## RECORDS FOR THE EXERCISE
--- --- ---
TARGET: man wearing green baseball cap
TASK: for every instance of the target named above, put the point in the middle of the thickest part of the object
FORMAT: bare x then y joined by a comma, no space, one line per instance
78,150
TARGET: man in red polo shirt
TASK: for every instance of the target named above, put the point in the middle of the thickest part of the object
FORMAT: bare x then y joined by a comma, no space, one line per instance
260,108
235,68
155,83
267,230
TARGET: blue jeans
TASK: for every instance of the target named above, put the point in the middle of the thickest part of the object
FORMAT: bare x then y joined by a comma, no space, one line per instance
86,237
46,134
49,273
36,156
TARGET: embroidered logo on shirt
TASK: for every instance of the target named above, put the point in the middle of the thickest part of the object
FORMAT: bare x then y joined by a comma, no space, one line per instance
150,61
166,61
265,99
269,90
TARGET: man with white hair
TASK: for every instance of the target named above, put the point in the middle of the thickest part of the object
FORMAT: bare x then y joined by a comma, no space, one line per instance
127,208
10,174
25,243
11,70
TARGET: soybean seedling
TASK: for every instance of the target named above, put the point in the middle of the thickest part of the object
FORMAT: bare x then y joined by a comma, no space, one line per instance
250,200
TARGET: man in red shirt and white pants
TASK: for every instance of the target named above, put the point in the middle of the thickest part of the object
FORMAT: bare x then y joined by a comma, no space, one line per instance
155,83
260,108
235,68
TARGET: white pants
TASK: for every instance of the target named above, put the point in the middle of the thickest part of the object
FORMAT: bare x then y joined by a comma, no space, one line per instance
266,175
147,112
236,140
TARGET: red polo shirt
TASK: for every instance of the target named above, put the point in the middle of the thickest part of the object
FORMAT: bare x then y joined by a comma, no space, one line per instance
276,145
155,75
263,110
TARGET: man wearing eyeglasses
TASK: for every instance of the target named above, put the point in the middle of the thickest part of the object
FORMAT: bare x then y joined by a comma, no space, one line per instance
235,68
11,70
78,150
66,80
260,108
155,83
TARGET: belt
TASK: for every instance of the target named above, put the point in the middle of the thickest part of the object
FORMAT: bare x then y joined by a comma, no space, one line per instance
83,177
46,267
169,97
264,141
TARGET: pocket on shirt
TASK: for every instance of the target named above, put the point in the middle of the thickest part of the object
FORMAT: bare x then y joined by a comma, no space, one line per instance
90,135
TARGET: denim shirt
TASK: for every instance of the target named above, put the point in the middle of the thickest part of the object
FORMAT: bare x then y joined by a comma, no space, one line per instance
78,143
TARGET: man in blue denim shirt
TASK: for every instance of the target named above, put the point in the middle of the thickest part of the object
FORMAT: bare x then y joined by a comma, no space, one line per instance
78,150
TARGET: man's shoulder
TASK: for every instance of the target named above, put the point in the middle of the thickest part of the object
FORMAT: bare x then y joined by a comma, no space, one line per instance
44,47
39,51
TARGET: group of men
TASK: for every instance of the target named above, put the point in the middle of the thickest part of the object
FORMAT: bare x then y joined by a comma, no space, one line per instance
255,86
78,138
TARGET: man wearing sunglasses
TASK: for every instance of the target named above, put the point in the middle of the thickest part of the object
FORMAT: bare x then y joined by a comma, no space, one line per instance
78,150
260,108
--- --- ---
Track down every line in the entries that includes the string "polo", and copy it.

## ANSWER TO THE EXERCISE
TARGET: man in red polo shirt
TARGET: red polo shirt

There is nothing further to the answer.